WHAT TO WORK ON:
a - According to the passage on busy restaurant detection, where is the restaurant's terminal device typically placed?
b - Carry on the passage on busy restaurant detection from its last sentence.

EXTRACT PROVIDED:
========================================================================
In order to add a contextual, dynamic (e.g., real-time) element to the order preparation time model, the microphone built-in to the restaurant's terminal device can be sampled to determine how busy the restaurant is based on the sound detected. The terminal device is typically placed near registers or the hostess booth at the front of the restaurant, which allows the microphone to capture sound in a large area of the restaurant. In one implementation, detected sound is an additional feature or input to the existing prediction model. In an alternate implementation, detected sound is a stand-alone method for determining order prep time.
Among other benefits, implementations described herein for detecting a level of activity at a supplier (referred to herein as busy restaurant detection) increases the efficiency and reliability of an on-demand delivery service, reduces wait times for transportation providers, and provides ordering consumers (e.g., users requesting food) with more accurate delivery time estimates. Furthermore, busy restaurant detection can free suppliers from having to manually gauge their level of activity and guess their current order preparation times, thus streamlining the order and preparation process of the on-demand delivery service.
In addition to other implementations, the supplier can choose to disable the microphone recording sounds at certain times or disable it altogether. Implementations described herein process and analyze captured sounds on the terminal at the place of business and upload a set of sound metrics to the network computing system. The terminal does not retain captured sound or associate sound with individuals, thereby protecting the privacy of any customers and employees of the restaurant.
========================================================================
LISTED ENTRIES:
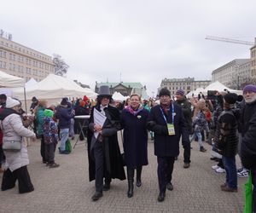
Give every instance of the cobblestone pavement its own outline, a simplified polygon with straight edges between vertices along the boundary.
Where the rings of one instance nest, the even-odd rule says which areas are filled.
[[[212,170],[210,146],[205,146],[207,153],[200,153],[198,144],[192,143],[189,169],[183,168],[183,155],[179,156],[174,165],[174,190],[167,191],[166,200],[159,203],[156,158],[150,141],[149,164],[143,167],[143,186],[135,187],[134,196],[126,196],[127,181],[113,180],[111,189],[97,202],[90,199],[94,181],[89,182],[84,143],[79,141],[68,155],[56,152],[55,161],[61,166],[55,169],[42,164],[39,144],[37,141],[28,147],[28,170],[35,191],[19,194],[17,186],[0,191],[0,212],[242,212],[246,178],[238,179],[238,193],[220,191],[225,175]]]

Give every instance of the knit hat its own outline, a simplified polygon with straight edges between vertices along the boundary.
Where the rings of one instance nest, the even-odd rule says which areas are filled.
[[[159,92],[159,96],[167,95],[171,97],[171,92],[167,88],[162,88]]]
[[[50,109],[44,110],[44,113],[45,117],[53,117],[55,114]]]
[[[243,89],[243,94],[245,94],[247,91],[252,91],[253,93],[256,93],[256,86],[253,84],[245,86],[245,88]]]
[[[88,98],[86,95],[84,95],[83,101],[84,101],[84,102],[87,102],[88,100],[89,100],[89,98]]]
[[[184,92],[184,90],[183,90],[183,89],[177,89],[177,91],[176,91],[176,95],[181,95],[181,96],[184,96],[184,94],[185,94],[185,92]]]
[[[228,104],[235,104],[238,99],[238,95],[236,93],[228,93],[224,96],[224,99]]]
[[[80,100],[79,105],[84,107],[85,106],[85,101],[84,101],[83,100]]]
[[[67,98],[62,99],[61,105],[68,105],[68,101],[67,101]]]
[[[7,97],[6,99],[6,108],[13,108],[16,106],[20,105],[20,102],[18,100]]]

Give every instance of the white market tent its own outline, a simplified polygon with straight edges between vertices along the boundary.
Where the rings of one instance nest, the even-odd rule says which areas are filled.
[[[15,87],[24,87],[25,80],[16,76],[7,74],[0,71],[0,94],[5,94],[7,96],[13,95],[12,89]],[[24,95],[24,88],[22,89]]]
[[[23,78],[0,71],[0,87],[14,88],[24,87],[24,85],[25,80]]]
[[[112,98],[114,101],[124,101],[126,100],[126,97],[125,97],[122,94],[120,94],[119,92],[115,91],[113,95]]]
[[[49,74],[42,81],[26,89],[26,95],[28,100],[33,96],[38,99],[61,99],[63,97],[96,98],[97,94],[90,89],[84,89],[78,85],[73,80],[67,78]],[[14,97],[24,100],[20,89],[13,89]]]
[[[30,78],[30,80],[25,83],[25,87],[28,88],[36,83],[38,83],[38,82],[32,78]]]
[[[191,98],[193,95],[194,95],[194,96],[196,97],[196,96],[198,95],[198,94],[200,94],[201,92],[203,93],[204,90],[205,90],[205,89],[203,89],[203,88],[201,88],[201,87],[197,88],[195,90],[190,91],[189,93],[188,93],[188,94],[186,95],[186,97],[187,97],[187,98]]]
[[[225,89],[227,89],[230,92],[236,93],[237,95],[242,95],[241,90],[236,90],[236,89],[230,89],[230,88],[226,87],[225,85],[222,84],[218,81],[213,82],[210,85],[206,87],[206,89],[203,91],[203,94],[207,95],[207,91],[209,91],[209,90],[217,90],[217,91],[222,92],[222,91],[224,91]]]

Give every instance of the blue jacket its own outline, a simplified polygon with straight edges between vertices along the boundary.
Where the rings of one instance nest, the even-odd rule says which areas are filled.
[[[154,155],[159,157],[176,157],[179,154],[179,140],[182,135],[183,143],[189,143],[187,122],[185,121],[182,107],[175,103],[174,106],[174,130],[175,135],[168,135],[166,122],[163,117],[160,106],[151,108],[147,127],[154,132]],[[166,121],[172,121],[172,106],[170,106]]]
[[[56,107],[56,118],[59,119],[60,129],[69,129],[72,118],[73,118],[72,108],[67,108],[61,105]]]

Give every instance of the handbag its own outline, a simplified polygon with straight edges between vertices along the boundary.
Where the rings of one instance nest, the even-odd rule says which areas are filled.
[[[243,213],[253,212],[253,180],[252,170],[249,172],[249,177],[247,181],[244,185],[245,190],[245,205],[243,208]]]
[[[3,150],[9,152],[19,152],[21,149],[21,141],[3,141]]]
[[[123,166],[125,166],[126,163],[125,163],[125,153],[121,153],[121,158],[122,158],[122,164]]]

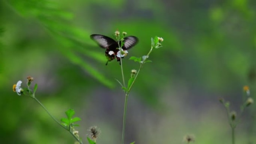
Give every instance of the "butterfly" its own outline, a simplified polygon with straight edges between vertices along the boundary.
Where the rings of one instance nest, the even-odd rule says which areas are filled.
[[[116,41],[109,37],[100,34],[92,34],[90,37],[100,47],[106,49],[105,55],[107,59],[106,65],[107,65],[109,62],[116,58],[117,59],[117,61],[119,61],[119,64],[121,64],[121,58],[124,58],[128,53],[127,50],[135,45],[138,42],[138,39],[134,36],[129,36],[125,37],[124,38],[124,45],[122,48],[122,50],[123,51],[120,52],[119,49],[118,44],[121,46],[121,40]]]

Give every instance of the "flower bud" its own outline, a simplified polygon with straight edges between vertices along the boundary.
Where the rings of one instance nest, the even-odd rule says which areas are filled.
[[[235,111],[232,111],[230,113],[230,117],[232,121],[235,120],[235,119],[237,117],[237,113]]]
[[[247,107],[248,107],[249,105],[253,103],[253,99],[252,98],[249,98],[247,99],[247,100],[246,102],[246,105]]]

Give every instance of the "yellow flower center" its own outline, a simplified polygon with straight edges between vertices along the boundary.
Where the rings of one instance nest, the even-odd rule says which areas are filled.
[[[12,86],[12,90],[13,91],[13,92],[16,92],[16,85],[14,84],[13,85],[13,86]]]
========================================================================
RESPONSES TO THE TASKS:
a - Near the registers or the hostess booth at the front of the restaurant.

b -
In one aspect, a network computing system receives, over one or more networks, data corresponding to a request from a user device. Based on at least a portion of the data corresponding to the request, the network computing system transmits order information to a supplier device to fulfill the request.
A recording device at the location of the supplier can capture audio data for the location, and the audio data can be processed to determine sound metrics that are relevant to a level of activity at the location. The network computing system can estimate the level of activity at the location by using the sound metrics. For example, the sound metrics can be used in a trained computer model.
Based on the estimated level of activity at the location, the network computing system can predict an order preparation time for the request. A completion time for the request is then based on the current time plus the order preparation time.
In one aspect, the network computing system can select a service provider, from a pool of available service providers, to transport a set of items corresponding to the request, from the location of the supplier device to a delivery location specified by a user of the user device. The selection process can include determining that an arrival time of the service provider to the location of the supplier device is within a threshold duration of the completion time of the order request
In further aspects, after selecting the service provider, the network computing system can periodically determine a new level of activity at the location of the supplier device and update the order preparation time based on the new level of activity. Based on the updated order preparation time, the network computing system selects a new service provider, from the pool of available service providers, to transport the set of items corresponding to the request.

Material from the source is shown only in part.